CHALLENGE:
Extract all records. Keep each one exact.

DATA SHOWN:

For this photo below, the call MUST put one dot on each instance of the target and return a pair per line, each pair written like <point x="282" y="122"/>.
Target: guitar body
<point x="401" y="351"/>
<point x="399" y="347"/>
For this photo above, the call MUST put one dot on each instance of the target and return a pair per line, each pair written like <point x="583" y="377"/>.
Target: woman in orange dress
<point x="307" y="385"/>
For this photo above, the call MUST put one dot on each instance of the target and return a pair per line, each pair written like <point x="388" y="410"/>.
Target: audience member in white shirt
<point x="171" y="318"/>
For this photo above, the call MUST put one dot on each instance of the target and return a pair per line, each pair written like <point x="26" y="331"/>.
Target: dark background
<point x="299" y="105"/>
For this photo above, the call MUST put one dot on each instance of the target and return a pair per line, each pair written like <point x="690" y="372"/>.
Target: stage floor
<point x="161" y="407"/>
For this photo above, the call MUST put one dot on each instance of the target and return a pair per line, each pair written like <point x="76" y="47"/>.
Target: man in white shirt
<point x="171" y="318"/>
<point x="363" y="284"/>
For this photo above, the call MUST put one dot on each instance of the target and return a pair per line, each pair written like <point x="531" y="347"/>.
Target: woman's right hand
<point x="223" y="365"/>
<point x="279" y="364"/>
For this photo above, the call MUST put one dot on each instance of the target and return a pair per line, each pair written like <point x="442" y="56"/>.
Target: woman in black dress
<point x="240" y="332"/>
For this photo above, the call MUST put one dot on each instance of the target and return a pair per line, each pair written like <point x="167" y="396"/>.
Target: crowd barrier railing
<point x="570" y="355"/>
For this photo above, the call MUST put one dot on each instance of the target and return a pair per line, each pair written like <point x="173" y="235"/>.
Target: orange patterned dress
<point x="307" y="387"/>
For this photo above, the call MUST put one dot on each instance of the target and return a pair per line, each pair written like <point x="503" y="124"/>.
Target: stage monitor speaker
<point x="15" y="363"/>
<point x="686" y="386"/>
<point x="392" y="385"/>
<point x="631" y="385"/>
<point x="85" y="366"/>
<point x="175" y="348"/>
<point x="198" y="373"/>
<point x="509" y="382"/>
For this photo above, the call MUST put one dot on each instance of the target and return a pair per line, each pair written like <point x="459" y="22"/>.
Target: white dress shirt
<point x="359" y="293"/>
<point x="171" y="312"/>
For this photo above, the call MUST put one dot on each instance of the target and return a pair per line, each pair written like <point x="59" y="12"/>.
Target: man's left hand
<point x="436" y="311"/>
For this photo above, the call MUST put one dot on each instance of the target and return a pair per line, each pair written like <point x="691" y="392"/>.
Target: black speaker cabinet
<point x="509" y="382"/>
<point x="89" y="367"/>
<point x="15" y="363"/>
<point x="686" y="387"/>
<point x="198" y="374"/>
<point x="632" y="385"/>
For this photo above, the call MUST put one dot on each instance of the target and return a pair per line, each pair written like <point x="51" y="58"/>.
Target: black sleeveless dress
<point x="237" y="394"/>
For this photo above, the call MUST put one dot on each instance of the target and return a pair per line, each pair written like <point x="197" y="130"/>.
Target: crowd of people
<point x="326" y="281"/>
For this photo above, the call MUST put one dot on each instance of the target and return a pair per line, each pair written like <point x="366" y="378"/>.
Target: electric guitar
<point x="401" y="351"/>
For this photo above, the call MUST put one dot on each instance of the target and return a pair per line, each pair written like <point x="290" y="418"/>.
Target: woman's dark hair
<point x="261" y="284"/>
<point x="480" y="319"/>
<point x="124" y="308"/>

REPLY:
For this photo below, the call MUST put one dot on each instance of the target and return a pair per line, each pair written like <point x="282" y="122"/>.
Target: guitar body
<point x="401" y="351"/>
<point x="399" y="347"/>
For this photo above, the call MUST put one dot on each instance of the target and return a pair per line, each pair written like <point x="583" y="377"/>.
Target: woman in orange dress
<point x="307" y="385"/>
For this photo above, the call MUST put one dot on each instance of the target and return a pair per line, each pair written like <point x="388" y="410"/>.
Target: audience member in white shirt
<point x="171" y="318"/>
For this photo above, the call MUST put one dot on each instance of the target and return a pair per line, each pair written like <point x="26" y="331"/>.
Target: dark background
<point x="299" y="105"/>
For this photo above, the call MUST put one dot on each instance of the target and return a pair per line, each pair written like <point x="690" y="372"/>.
Target: stage floor
<point x="161" y="407"/>
For this photo above, the call MUST put one dot on each instance of the target and return a pair per line, each pair written like <point x="76" y="47"/>.
Target: man in white shirt
<point x="171" y="318"/>
<point x="363" y="284"/>
For this photo above, the call MUST put one dot on each instance of the target and return a pair per line, each pair written like <point x="531" y="347"/>.
Target: woman's right hand
<point x="223" y="365"/>
<point x="279" y="364"/>
For this photo above, the call MUST put one dot on each instance of the target and return a pair per line, each pair written like <point x="442" y="56"/>.
Target: woman in black dress
<point x="240" y="332"/>
For this photo above, the call MUST put one dot on each instance of the target and return a pair per line, each pair written like <point x="167" y="396"/>.
Target: crowd barrier railing
<point x="570" y="355"/>
For this photo above, the call MUST put one dot on each instance of the target and return a pair per line, each pair written like <point x="173" y="235"/>.
Target: orange patterned dress
<point x="307" y="387"/>
For this photo above, the call MUST put one dot on each instance of the target and return a pair per line, each pair written like <point x="503" y="124"/>.
Target: stage monitor speaker
<point x="15" y="363"/>
<point x="686" y="386"/>
<point x="392" y="385"/>
<point x="631" y="385"/>
<point x="85" y="366"/>
<point x="175" y="348"/>
<point x="198" y="373"/>
<point x="509" y="382"/>
For this photo above, the call MUST put one dot on each instance of the target and return a pair per line, each pair written like <point x="459" y="22"/>.
Target: white dress shirt
<point x="359" y="293"/>
<point x="171" y="312"/>
For this photo above, the call MUST put one dot on each instance of the target and return a pair per line, each pair written like <point x="59" y="12"/>.
Target: man's left hand
<point x="436" y="311"/>
For this photo above, the call MUST put one dot on each instance of the target and return a pair per line, each pair written like <point x="691" y="392"/>.
Target: black speaker cabinet
<point x="509" y="382"/>
<point x="89" y="367"/>
<point x="15" y="363"/>
<point x="686" y="387"/>
<point x="198" y="374"/>
<point x="632" y="385"/>
For this photo above, the call MUST put one dot on each instance of the target and return a pair per line, each pair written like <point x="51" y="58"/>.
Target: black sleeveless dress
<point x="237" y="394"/>
For this photo above, the call MUST put one dot on each instance of the target and return a pair per line, each pair written like <point x="197" y="130"/>.
Target: crowd of people
<point x="326" y="281"/>
For this photo above, the call MUST put one dot on each instance of the target and return a pair per line, each pair written like <point x="366" y="378"/>.
Target: electric guitar
<point x="401" y="351"/>
For this photo above, the call MUST put one dot on each instance of the target and return a pair per line, each pair written like <point x="290" y="418"/>.
Target: woman's dark hair
<point x="261" y="284"/>
<point x="480" y="319"/>
<point x="124" y="308"/>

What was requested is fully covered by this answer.